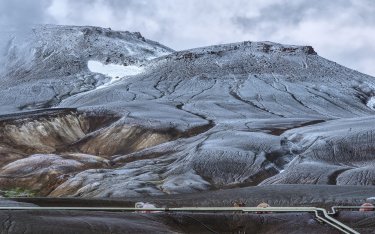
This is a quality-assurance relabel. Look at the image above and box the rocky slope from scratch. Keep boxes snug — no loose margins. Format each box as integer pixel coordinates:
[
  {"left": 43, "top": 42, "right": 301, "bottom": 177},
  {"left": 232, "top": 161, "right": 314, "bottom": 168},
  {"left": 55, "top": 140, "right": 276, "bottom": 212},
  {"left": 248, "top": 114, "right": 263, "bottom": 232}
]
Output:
[{"left": 0, "top": 26, "right": 375, "bottom": 201}]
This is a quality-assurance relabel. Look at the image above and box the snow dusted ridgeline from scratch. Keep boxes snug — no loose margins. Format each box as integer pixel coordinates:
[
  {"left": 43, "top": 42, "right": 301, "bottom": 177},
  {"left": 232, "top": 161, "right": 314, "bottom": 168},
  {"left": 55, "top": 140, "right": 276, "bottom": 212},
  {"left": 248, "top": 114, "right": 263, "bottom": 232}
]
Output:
[
  {"left": 0, "top": 26, "right": 375, "bottom": 197},
  {"left": 87, "top": 60, "right": 143, "bottom": 83},
  {"left": 0, "top": 25, "right": 173, "bottom": 113}
]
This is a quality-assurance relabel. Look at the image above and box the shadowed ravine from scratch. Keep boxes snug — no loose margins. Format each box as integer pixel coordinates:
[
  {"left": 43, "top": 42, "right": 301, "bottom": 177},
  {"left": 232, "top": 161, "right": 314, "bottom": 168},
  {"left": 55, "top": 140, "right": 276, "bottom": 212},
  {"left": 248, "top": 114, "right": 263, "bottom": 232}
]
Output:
[{"left": 0, "top": 25, "right": 375, "bottom": 233}]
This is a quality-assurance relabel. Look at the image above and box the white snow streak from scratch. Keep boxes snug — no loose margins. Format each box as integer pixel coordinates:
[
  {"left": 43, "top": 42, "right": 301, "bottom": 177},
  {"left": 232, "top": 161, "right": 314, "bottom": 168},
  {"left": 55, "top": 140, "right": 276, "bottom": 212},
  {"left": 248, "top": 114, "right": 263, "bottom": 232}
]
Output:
[
  {"left": 366, "top": 97, "right": 375, "bottom": 110},
  {"left": 87, "top": 60, "right": 143, "bottom": 83}
]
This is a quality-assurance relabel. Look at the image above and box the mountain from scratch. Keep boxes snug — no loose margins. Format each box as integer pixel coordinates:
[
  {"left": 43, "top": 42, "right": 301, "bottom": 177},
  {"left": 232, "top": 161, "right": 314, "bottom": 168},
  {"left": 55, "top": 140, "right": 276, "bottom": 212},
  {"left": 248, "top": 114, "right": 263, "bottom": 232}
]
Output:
[{"left": 0, "top": 25, "right": 375, "bottom": 203}]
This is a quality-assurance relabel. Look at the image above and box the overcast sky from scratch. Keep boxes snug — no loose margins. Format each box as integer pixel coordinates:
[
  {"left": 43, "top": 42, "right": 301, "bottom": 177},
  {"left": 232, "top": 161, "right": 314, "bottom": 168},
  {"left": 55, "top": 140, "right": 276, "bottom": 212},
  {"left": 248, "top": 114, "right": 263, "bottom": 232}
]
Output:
[{"left": 0, "top": 0, "right": 375, "bottom": 76}]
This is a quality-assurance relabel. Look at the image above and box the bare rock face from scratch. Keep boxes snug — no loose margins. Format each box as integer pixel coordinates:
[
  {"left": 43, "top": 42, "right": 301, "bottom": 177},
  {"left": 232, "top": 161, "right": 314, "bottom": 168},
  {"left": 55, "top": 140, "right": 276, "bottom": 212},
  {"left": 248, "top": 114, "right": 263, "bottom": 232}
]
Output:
[{"left": 0, "top": 26, "right": 375, "bottom": 201}]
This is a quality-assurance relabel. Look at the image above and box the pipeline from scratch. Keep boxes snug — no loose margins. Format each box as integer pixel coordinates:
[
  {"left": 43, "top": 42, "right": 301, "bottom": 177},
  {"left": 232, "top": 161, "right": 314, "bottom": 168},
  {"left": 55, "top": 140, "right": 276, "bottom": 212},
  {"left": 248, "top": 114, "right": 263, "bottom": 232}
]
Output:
[{"left": 0, "top": 206, "right": 359, "bottom": 234}]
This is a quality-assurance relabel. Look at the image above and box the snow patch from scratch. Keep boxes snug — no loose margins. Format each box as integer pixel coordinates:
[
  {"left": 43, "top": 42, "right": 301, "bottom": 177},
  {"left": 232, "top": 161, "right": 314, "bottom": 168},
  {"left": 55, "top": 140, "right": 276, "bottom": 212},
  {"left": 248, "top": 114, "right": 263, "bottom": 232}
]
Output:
[
  {"left": 87, "top": 60, "right": 143, "bottom": 83},
  {"left": 366, "top": 97, "right": 375, "bottom": 110}
]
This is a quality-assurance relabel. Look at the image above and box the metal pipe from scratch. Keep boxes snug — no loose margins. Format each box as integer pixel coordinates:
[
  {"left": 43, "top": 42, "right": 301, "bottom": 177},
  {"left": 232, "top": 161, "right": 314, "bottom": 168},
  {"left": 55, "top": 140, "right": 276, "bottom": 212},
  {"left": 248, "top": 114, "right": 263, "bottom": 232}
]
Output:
[{"left": 0, "top": 207, "right": 359, "bottom": 234}]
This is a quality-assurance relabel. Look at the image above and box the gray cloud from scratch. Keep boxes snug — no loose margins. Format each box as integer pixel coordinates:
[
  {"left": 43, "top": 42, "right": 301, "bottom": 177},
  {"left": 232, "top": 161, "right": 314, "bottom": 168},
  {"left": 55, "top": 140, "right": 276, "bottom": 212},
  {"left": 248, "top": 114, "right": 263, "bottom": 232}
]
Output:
[{"left": 0, "top": 0, "right": 375, "bottom": 75}]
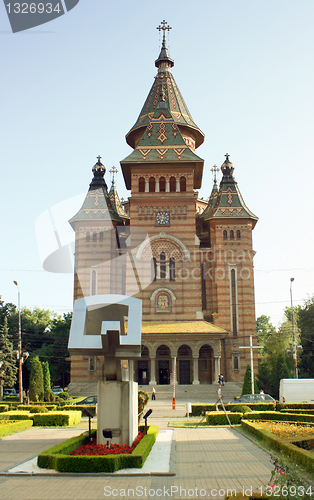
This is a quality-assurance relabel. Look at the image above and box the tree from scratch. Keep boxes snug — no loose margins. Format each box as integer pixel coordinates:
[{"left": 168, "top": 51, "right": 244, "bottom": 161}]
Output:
[
  {"left": 29, "top": 356, "right": 44, "bottom": 401},
  {"left": 0, "top": 316, "right": 17, "bottom": 387},
  {"left": 241, "top": 365, "right": 258, "bottom": 396}
]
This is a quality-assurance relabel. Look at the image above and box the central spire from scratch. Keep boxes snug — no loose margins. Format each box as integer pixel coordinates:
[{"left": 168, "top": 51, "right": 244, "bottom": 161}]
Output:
[{"left": 155, "top": 20, "right": 174, "bottom": 71}]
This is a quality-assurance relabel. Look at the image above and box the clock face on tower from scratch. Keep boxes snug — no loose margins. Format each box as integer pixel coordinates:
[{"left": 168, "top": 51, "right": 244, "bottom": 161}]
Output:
[{"left": 156, "top": 212, "right": 170, "bottom": 226}]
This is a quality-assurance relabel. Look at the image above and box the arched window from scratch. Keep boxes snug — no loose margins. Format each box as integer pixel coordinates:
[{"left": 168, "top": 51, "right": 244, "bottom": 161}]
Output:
[
  {"left": 180, "top": 177, "right": 186, "bottom": 193},
  {"left": 159, "top": 177, "right": 166, "bottom": 193},
  {"left": 91, "top": 269, "right": 97, "bottom": 295},
  {"left": 138, "top": 177, "right": 145, "bottom": 193},
  {"left": 149, "top": 177, "right": 156, "bottom": 193},
  {"left": 169, "top": 257, "right": 176, "bottom": 281},
  {"left": 170, "top": 177, "right": 176, "bottom": 193},
  {"left": 151, "top": 257, "right": 157, "bottom": 281},
  {"left": 160, "top": 252, "right": 167, "bottom": 280}
]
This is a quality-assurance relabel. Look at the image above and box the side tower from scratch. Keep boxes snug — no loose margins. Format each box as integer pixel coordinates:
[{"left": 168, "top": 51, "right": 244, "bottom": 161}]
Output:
[{"left": 198, "top": 155, "right": 258, "bottom": 381}]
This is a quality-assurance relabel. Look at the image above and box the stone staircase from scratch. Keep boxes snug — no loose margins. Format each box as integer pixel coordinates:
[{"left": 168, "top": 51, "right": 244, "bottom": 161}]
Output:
[{"left": 68, "top": 382, "right": 242, "bottom": 403}]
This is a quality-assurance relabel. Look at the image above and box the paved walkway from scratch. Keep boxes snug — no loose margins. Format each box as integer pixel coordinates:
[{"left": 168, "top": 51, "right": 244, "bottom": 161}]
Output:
[{"left": 0, "top": 402, "right": 272, "bottom": 500}]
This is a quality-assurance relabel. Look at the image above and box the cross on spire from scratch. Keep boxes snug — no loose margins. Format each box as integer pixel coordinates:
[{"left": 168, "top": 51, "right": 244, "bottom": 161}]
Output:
[
  {"left": 210, "top": 165, "right": 219, "bottom": 182},
  {"left": 109, "top": 166, "right": 118, "bottom": 183},
  {"left": 156, "top": 20, "right": 172, "bottom": 41}
]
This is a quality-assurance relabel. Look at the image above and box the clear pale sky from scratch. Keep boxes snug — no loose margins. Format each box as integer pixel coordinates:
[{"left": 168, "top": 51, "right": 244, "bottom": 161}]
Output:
[{"left": 0, "top": 0, "right": 314, "bottom": 325}]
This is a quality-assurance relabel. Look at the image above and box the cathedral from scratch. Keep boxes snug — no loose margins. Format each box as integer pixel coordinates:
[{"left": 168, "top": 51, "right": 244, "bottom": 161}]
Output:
[{"left": 69, "top": 22, "right": 258, "bottom": 393}]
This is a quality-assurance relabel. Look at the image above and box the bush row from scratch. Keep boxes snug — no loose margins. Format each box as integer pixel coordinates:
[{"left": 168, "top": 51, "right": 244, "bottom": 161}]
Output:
[
  {"left": 192, "top": 403, "right": 275, "bottom": 417},
  {"left": 0, "top": 410, "right": 82, "bottom": 427},
  {"left": 242, "top": 420, "right": 314, "bottom": 472},
  {"left": 37, "top": 425, "right": 158, "bottom": 472},
  {"left": 0, "top": 420, "right": 33, "bottom": 438},
  {"left": 243, "top": 411, "right": 314, "bottom": 423},
  {"left": 206, "top": 411, "right": 243, "bottom": 425}
]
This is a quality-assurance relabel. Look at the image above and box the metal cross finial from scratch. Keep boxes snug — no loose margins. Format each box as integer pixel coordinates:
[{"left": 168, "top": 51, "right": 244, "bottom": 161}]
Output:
[
  {"left": 109, "top": 166, "right": 118, "bottom": 182},
  {"left": 156, "top": 20, "right": 172, "bottom": 40},
  {"left": 210, "top": 165, "right": 219, "bottom": 182}
]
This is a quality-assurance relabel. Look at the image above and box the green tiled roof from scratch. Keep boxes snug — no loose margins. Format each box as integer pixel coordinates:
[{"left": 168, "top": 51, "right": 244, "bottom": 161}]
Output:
[
  {"left": 204, "top": 157, "right": 258, "bottom": 224},
  {"left": 126, "top": 38, "right": 204, "bottom": 148}
]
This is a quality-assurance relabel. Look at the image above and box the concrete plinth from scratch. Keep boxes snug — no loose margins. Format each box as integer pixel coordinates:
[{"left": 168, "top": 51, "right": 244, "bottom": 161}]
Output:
[{"left": 97, "top": 380, "right": 138, "bottom": 446}]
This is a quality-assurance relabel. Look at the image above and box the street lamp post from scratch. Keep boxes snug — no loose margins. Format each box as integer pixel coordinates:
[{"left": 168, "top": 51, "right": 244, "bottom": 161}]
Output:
[
  {"left": 290, "top": 278, "right": 299, "bottom": 378},
  {"left": 13, "top": 281, "right": 23, "bottom": 403}
]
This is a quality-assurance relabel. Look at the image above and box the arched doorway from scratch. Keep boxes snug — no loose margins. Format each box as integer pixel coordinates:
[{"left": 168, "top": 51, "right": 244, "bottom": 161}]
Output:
[
  {"left": 178, "top": 344, "right": 192, "bottom": 385},
  {"left": 198, "top": 344, "right": 213, "bottom": 384},
  {"left": 137, "top": 345, "right": 149, "bottom": 385},
  {"left": 156, "top": 345, "right": 171, "bottom": 385}
]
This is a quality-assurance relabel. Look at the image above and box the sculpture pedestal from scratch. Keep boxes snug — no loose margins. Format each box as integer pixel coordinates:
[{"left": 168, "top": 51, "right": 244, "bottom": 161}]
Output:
[{"left": 97, "top": 380, "right": 138, "bottom": 446}]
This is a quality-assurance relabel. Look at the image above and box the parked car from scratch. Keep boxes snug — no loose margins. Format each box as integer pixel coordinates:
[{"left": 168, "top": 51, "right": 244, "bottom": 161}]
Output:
[
  {"left": 74, "top": 396, "right": 97, "bottom": 405},
  {"left": 236, "top": 394, "right": 276, "bottom": 403},
  {"left": 51, "top": 385, "right": 63, "bottom": 396}
]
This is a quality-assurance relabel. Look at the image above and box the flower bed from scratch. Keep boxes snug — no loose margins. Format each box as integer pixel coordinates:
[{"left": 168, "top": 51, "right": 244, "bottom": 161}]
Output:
[
  {"left": 69, "top": 432, "right": 144, "bottom": 456},
  {"left": 37, "top": 425, "right": 158, "bottom": 473}
]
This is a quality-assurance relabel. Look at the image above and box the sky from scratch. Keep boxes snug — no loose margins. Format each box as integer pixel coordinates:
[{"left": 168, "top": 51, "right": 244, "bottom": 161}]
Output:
[{"left": 0, "top": 0, "right": 314, "bottom": 325}]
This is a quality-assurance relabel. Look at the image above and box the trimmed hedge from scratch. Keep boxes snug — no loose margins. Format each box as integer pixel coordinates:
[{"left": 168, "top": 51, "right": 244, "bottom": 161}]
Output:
[
  {"left": 242, "top": 420, "right": 314, "bottom": 472},
  {"left": 206, "top": 411, "right": 243, "bottom": 425},
  {"left": 31, "top": 411, "right": 82, "bottom": 427},
  {"left": 0, "top": 420, "right": 33, "bottom": 438},
  {"left": 37, "top": 425, "right": 158, "bottom": 472},
  {"left": 59, "top": 405, "right": 96, "bottom": 417},
  {"left": 243, "top": 411, "right": 314, "bottom": 423},
  {"left": 225, "top": 403, "right": 275, "bottom": 411},
  {"left": 17, "top": 403, "right": 57, "bottom": 411},
  {"left": 192, "top": 404, "right": 216, "bottom": 417},
  {"left": 0, "top": 411, "right": 82, "bottom": 427}
]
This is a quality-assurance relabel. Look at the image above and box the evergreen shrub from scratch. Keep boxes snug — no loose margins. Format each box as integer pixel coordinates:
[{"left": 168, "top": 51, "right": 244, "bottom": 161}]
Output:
[{"left": 0, "top": 420, "right": 33, "bottom": 438}]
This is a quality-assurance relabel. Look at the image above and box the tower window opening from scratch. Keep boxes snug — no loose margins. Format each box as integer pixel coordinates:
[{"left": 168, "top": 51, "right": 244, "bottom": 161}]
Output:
[
  {"left": 169, "top": 257, "right": 176, "bottom": 281},
  {"left": 151, "top": 257, "right": 157, "bottom": 281},
  {"left": 160, "top": 252, "right": 167, "bottom": 280},
  {"left": 230, "top": 269, "right": 238, "bottom": 337},
  {"left": 149, "top": 177, "right": 156, "bottom": 193},
  {"left": 170, "top": 177, "right": 176, "bottom": 193},
  {"left": 138, "top": 177, "right": 145, "bottom": 193},
  {"left": 180, "top": 177, "right": 186, "bottom": 193}
]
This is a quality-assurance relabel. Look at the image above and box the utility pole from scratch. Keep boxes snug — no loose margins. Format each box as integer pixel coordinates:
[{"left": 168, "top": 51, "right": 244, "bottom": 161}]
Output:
[
  {"left": 290, "top": 278, "right": 299, "bottom": 378},
  {"left": 239, "top": 334, "right": 263, "bottom": 394},
  {"left": 13, "top": 281, "right": 23, "bottom": 403}
]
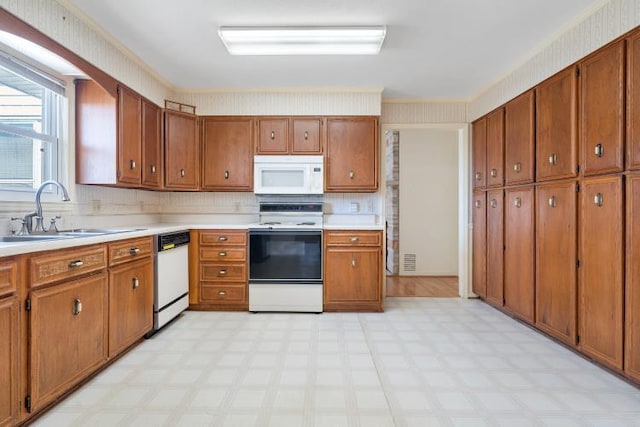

#### Exercise objective
Identify every line in the records that contains the word "cross", and copy each of those lines in full.

#### Answer in full
This is a quality-assurance relabel. Look at the image above and box the cross on spire from scratch. Keep boxes snug — no loose margins. Format each box as integer pixel coordinates:
This is a quality-assurance relabel. Look at the image above and box the metal cross finial from scratch. Keep boxes snug — no loose margins. Format each box as integer pixel coordinates:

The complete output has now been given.